节选文字 →
我想如果判一个字符串是否是否有汉字,实际应用中应包含全角字符。
那最简单了:
if len('字符串')=datalength('字符串')
print '不含'
else
print '含'
select * from table where len(field)<>datalength(field)
如果是纯汉字,类似大力的方法写个函数:
create function ifexistscnword(@str varchar(1000))
returns int
as
begin
declare @i int
set @i=0
while @str <>'' and @i<>1
begin
set @i=case when unicode(left(@str,1)) between 19668 and 19668+20902 then 1 else 0 end
set @str=right(@str,len(@str)-1)
end
return @i
end
----------------
select * from table where dbo.ifexistscnword(field)=1
select top 20902 code=identity(int,19968,1) into #t from
(select top 100 a=1 from syscolumns) as a,
(select top 100 a=1 from syscolumns) as b ,
(select top 10 a=1 from syscolumns) as c
create function 是汉字吗(@a nvarchar(4000))
returns bit
begin
declare @b bit
while @a<>'' and @b is null
begin
select @b=1 where unicode(left(@a,1)) between 19968 and 40870
set @a=right(@a,len(@a)-1)
end
return isnull(@b,0)
end
go

任务 a → 把上面关于判断字符串是否含有汉字的讨论中的一段原样重复出来：从含有“returns int”的地方开始，到“set @str=right(@str,len(@str)-1)”为止。

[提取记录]
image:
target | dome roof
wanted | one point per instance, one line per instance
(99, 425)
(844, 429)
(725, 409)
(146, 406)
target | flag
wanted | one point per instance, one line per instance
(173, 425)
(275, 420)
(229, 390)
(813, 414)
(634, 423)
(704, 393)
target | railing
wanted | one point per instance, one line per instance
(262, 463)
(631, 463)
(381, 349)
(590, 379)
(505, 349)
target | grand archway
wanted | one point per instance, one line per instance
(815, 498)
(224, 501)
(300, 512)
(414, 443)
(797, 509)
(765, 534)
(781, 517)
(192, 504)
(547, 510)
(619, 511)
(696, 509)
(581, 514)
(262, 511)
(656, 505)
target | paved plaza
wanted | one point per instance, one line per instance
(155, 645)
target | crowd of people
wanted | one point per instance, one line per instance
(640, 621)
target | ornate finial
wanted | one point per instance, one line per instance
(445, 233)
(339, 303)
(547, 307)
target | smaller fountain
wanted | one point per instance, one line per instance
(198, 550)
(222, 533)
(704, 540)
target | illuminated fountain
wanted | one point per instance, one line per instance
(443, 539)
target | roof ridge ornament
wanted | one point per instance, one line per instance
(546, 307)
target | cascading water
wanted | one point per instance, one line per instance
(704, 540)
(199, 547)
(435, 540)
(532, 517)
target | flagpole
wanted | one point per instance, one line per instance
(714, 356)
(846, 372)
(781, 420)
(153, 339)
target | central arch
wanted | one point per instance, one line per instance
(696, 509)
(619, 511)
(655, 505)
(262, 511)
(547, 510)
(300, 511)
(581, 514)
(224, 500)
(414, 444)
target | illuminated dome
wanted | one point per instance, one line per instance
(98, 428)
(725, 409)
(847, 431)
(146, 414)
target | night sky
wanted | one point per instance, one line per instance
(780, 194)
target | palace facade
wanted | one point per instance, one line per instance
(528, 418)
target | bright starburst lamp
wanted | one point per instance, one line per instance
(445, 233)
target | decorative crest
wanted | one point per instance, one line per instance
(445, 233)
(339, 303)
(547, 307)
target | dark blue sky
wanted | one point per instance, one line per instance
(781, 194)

任务 b → 从上面的清单中摘出含有字符串“roof”的每一行，逐行照抄。

书面回答 a →
returns int
as
begin
declare @i int
set @i=0
while @str <>'' and @i<>1
begin
set @i=case when unicode(left(@str,1)) between 19668 and 19668+20902 then 1 else 0 end
set @str=right(@str,len(@str)-1)

书面回答 b →
target | dome roof
target | roof ridge ornament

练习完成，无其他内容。